Istruzioni di lavoro:
1 - Nel brano su Steve McCurry, quale titolo gli ha conferito l'Università nel 2025?
2 - Riscrivi in forma più breve il paragrafo del brano su Steve McCurry che inizia con "McCurry, del resto, a Siena è di casa", mantenendone i fatti principali.
3 - Prosegui per favore il brano su Steve McCurry a partire dall'ultima frase riportata.

McCurry il genio della fotografia legato strettamente a Siena

La sua filosofia: "Ho migliaia di immagini sfuocate e occasioni mancate, ma dagli errori si impara. Mai demordere"

Marco Decandia

20 Novembre 2025, 06:30

Steve McCurry

Steve McCurry, uno dei più grandi fotografi viventi, continua a intrecciare il suo percorso con l’Italia e, in modo particolare, con Siena. La città del Palio rappresenta per lui non solo un luogo di affetto, ma anche uno dei pilastri del suo riconoscimento internazionale. Nel 2025 l’Università gli ha conferito la laurea magistrale ad honorem in Antropologia e linguaggi dell’immagine, celebrandolo come maestro e narratore delle fragilità umane. Una cerimonia intensa, che ha suggellato un rapporto culturale e umano ormai consolidato.

McCurry, del resto, a Siena è di casa: presenza di spessore del Siena Awards Photo Festival, ne è diventato una figura simbolica. Il suo sguardo, capace di dare voce ai popoli dimenticati e alle vittime invisibili dei conflitti, si sposa perfettamente con lo spirito del festival e con la sensibilità della città. Non a caso, ha più volte dichiarato che considera questo uno dei luoghi che meglio comprendono il valore umano e sociale della fotografia.

[Etichette dei punti sugli oggetti]
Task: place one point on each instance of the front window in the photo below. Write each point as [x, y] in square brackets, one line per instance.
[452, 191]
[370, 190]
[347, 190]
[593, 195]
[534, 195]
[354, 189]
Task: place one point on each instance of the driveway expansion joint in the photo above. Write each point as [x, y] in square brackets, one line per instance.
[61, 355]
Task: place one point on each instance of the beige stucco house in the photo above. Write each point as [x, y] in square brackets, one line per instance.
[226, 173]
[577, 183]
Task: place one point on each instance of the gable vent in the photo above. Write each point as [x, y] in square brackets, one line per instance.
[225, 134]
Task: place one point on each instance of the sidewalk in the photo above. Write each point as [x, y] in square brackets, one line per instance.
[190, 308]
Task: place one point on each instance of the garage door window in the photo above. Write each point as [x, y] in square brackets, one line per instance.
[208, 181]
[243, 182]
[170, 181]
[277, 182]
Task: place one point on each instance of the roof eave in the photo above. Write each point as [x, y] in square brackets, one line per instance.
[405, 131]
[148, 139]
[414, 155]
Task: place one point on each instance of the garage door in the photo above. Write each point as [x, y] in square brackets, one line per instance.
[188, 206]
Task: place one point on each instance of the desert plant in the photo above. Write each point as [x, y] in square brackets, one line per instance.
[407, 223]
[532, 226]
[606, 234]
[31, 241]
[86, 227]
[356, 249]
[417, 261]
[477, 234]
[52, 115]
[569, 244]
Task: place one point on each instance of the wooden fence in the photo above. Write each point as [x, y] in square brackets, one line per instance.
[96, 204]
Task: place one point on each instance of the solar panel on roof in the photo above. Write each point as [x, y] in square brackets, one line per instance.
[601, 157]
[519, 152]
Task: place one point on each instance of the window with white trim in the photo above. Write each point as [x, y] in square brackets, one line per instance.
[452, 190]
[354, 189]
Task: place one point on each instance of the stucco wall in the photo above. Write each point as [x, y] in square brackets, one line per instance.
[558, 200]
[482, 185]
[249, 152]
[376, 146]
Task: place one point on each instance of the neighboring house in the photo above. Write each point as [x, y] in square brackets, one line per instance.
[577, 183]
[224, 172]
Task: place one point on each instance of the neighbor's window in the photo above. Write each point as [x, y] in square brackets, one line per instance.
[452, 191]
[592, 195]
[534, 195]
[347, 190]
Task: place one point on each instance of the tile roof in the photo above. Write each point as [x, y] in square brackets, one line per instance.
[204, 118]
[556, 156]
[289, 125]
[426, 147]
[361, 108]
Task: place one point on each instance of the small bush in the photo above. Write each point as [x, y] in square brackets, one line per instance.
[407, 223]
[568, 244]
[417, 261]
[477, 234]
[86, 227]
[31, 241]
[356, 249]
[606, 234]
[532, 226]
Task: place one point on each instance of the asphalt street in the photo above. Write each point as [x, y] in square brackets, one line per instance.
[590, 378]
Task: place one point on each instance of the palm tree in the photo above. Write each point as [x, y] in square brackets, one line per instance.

--

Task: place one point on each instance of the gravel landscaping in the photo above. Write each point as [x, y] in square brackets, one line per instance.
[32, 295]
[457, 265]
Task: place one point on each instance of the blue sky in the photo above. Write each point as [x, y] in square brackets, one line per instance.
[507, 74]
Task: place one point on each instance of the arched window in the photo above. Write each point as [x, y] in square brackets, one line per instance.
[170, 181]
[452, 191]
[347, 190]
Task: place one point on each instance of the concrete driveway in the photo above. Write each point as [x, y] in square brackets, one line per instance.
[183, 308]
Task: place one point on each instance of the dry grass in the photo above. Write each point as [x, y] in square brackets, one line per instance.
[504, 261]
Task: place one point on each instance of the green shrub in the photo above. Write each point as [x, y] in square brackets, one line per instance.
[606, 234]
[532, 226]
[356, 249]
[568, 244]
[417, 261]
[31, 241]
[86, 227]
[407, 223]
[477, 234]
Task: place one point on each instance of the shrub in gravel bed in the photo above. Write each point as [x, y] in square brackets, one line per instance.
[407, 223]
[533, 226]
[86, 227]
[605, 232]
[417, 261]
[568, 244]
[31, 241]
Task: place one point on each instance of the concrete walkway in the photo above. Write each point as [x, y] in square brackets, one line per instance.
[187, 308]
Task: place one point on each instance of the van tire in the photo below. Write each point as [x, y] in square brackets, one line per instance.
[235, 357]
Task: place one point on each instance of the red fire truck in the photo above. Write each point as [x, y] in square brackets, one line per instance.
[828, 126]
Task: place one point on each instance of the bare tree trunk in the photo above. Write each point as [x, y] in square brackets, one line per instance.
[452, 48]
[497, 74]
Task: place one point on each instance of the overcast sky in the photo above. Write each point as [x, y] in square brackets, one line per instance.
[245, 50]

Esercizi svolti:
1 - La laurea magistrale ad honorem in Antropologia e linguaggi dell'immagine.

2 - McCurry è di casa a Siena ed è diventato una figura simbolica del Siena Awards Photo Festival. Il suo sguardo, che dà voce ai popoli dimenticati e alle vittime invisibili dei conflitti, si accorda con lo spirito del festival e con la sensibilità della città. Ha più volte dichiarato di considerare Siena uno dei luoghi che meglio comprendono il valore umano e sociale della fotografia.

3 -
Mentre Siena lo celebra, lui continua a condividere la parte più autentica del suo mestiere. Lo ha fatto anche a Firenze, durante l’Explorer Symposium della Fondazione Stefano Ricci, dove ha ricordato che non esiste foto perfetta senza pazienza: "Ho migliaia di foto sfuocate e un sacco di occasioni mancate. Ma dagli errori si impara. Bisogna insistere, restare ottimisti e aspettare che tutto si metta al posto giusto. Solo allora arriva il momento perfetto". Parole che rivelano la sua filosofia: la fotografia come attesa, umiltà, dedizione. Sul palco fiorentino McCurry si è definito ancora una volta un “giramondo”, ripercorrendo il viaggio che dagli studi di cinematografia a Philadelphia lo portò in India e Pakistan, fino a documentare l’invasione sovietica dell’Afghanistan. Da quel percorso nacque, nel 1984, la foto che ha segnato la sua carriera: il ritratto di Sharbat Gula, la Afghan girl, immagine-simbolo capace di raccontare al mondo intero la vulnerabilità dei profughi.